Brano selezionato =
+-------+
Biologo rivoluzionario e in parte anche contestato, per quasi mezzo secolo docente a Harvard. E negli ultimi anni, convinto sostenitore e attivista della causa della biodiversità

Con la fine del 2021, abbiamo dovuto piangere la scomparsa di uno dei più biologi più importanti – e in alcuni momenti anche controversi – dal secondo dopoguerra a oggi. Lo scorso 26 dicembre, infatti, è venuto a mancare il biologo americano Edward O. Wilson: “il padre della sociobiologia” o anche “il padre della biodiversità” come è stato spesso definito, a testimonianza dell’enorme impatto che la sua attività ha esercitato sulle scienze naturali. Il faro che lo ha sempre guidato è stato quello di un “umanismo scientifico”, da lui stesso definito come l’unica maniera per analizzare il mondo incrociando le conoscenze scientifiche sempre crescenti dell’uomo con le leggi della natura.

Docente nella prestigiosa cattedra di Harvard per oltre 46 anni, nell’arco della sua carriera ha ricevuto tantissimi riconoscimenti, fra cui due premi Pulitzer: il primo per “On Human Nature”, uscito nel 1979, il secondo per “The Ants”, monumentale saggio scritto assieme a Bert Hõlldobber che partendo dall’analisi approfondita del comportamento delle formiche e delle modalità di organizzazione collettiva arriva a conclusioni che toccano anche le specificità della razza umana, nelle modalità in cui si costruiscono le varie dinamiche sociali.

La passione per le formiche e per lo studio dei loro mondi accompagna Wilson fin dall’infanzia, da quando – per un banale incidente di pesca – perse parzialmente la vista concentrandosi così sullo studio di tutto ciò che si muoveva “a terra”. Del resto, la separazione dei genitori lo portò ad appassionarsi in maniera viscerale allo studio delle scienze naturali, diventando per lui un’autentica, felice ossessione. E guadagnando a noi tutti uno scienziato di enorme spessore.
+-------+
Dati disponibili =
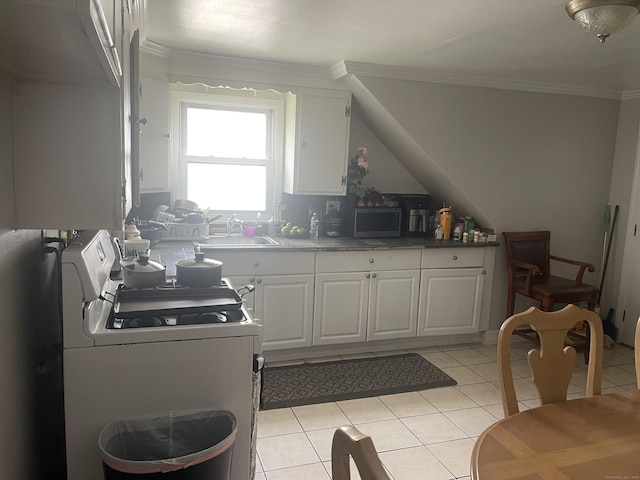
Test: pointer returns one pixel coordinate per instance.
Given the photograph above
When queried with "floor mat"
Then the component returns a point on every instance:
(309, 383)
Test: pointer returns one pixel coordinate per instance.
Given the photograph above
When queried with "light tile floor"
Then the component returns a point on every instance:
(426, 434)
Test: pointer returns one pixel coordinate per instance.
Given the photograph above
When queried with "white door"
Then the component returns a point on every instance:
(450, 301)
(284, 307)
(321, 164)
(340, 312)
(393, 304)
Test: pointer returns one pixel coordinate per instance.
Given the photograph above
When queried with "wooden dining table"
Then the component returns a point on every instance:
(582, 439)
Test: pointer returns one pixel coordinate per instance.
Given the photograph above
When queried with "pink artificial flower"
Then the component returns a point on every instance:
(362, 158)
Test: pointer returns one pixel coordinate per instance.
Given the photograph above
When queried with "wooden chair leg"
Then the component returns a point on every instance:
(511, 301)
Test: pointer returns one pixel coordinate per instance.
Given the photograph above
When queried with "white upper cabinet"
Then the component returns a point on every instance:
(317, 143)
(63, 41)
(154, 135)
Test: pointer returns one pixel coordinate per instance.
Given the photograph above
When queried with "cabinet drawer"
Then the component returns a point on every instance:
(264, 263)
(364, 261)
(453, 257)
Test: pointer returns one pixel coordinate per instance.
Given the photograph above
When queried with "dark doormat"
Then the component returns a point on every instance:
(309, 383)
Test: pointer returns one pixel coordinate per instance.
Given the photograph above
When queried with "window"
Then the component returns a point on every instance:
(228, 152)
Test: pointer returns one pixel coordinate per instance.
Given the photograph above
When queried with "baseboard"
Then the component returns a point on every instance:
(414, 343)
+-------+
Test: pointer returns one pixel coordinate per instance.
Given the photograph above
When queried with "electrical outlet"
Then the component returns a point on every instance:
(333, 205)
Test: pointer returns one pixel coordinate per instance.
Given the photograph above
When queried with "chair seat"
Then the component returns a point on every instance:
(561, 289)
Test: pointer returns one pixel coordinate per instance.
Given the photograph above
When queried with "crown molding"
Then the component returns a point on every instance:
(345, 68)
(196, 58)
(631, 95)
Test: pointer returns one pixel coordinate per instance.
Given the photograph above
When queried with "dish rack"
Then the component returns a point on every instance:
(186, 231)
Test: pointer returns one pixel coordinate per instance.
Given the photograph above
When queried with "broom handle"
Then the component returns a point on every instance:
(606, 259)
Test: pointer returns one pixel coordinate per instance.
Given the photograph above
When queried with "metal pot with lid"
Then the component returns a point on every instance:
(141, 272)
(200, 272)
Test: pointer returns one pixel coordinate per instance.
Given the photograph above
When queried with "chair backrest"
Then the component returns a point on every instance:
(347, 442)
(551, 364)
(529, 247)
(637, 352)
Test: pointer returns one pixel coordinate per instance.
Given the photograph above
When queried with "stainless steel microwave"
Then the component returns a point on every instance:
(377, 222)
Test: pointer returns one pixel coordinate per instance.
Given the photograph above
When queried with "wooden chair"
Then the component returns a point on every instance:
+-------+
Compito richiesto =
Nel brano selezionato, in che tipo di incidente Wilson perse parzialmente la vista?

Soluzione =
In un banale incidente di pesca.